> _Input_:
************
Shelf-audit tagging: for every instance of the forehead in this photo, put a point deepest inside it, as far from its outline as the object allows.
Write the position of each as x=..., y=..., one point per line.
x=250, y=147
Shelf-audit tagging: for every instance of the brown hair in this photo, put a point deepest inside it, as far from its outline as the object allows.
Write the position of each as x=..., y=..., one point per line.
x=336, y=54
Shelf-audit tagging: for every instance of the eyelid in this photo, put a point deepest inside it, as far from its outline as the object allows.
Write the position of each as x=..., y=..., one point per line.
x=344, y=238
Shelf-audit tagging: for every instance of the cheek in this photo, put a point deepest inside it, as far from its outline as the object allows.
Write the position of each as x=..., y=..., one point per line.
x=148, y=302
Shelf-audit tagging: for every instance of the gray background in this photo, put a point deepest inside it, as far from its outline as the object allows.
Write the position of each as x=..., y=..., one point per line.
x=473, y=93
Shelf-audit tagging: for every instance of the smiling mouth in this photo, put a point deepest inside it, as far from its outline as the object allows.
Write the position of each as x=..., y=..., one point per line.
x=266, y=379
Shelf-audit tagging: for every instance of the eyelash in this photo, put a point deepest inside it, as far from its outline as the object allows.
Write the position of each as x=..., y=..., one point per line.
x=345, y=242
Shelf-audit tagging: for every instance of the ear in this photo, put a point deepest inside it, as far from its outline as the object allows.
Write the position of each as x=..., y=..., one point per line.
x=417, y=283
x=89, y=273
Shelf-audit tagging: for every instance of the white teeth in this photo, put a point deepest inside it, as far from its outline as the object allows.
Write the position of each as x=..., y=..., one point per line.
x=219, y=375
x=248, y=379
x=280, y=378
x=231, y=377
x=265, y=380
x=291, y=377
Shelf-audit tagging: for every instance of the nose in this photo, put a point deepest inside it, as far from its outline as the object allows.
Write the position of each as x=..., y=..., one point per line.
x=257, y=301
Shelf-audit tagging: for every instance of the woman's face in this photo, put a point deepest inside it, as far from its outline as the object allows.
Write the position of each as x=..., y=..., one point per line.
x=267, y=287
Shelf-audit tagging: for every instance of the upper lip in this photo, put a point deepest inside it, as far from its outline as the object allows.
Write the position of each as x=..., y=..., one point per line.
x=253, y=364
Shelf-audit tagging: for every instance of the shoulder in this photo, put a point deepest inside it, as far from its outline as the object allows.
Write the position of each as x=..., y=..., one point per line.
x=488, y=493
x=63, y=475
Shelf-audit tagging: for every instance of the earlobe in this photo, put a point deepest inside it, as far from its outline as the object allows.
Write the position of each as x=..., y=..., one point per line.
************
> _Exercise description_: Transfer every line of the material, from its first line up to and including the line with "x=250, y=147", adding 97 to each coordinate in the answers and leaving all other text unchanged.

> _Solution to this problem_:
Shelf-audit tagging: for every instance of the forehead in this photo, put a point deepest inside it, as far from its outline as the object allows.
Write the position of each as x=..., y=..., one point per line.
x=347, y=244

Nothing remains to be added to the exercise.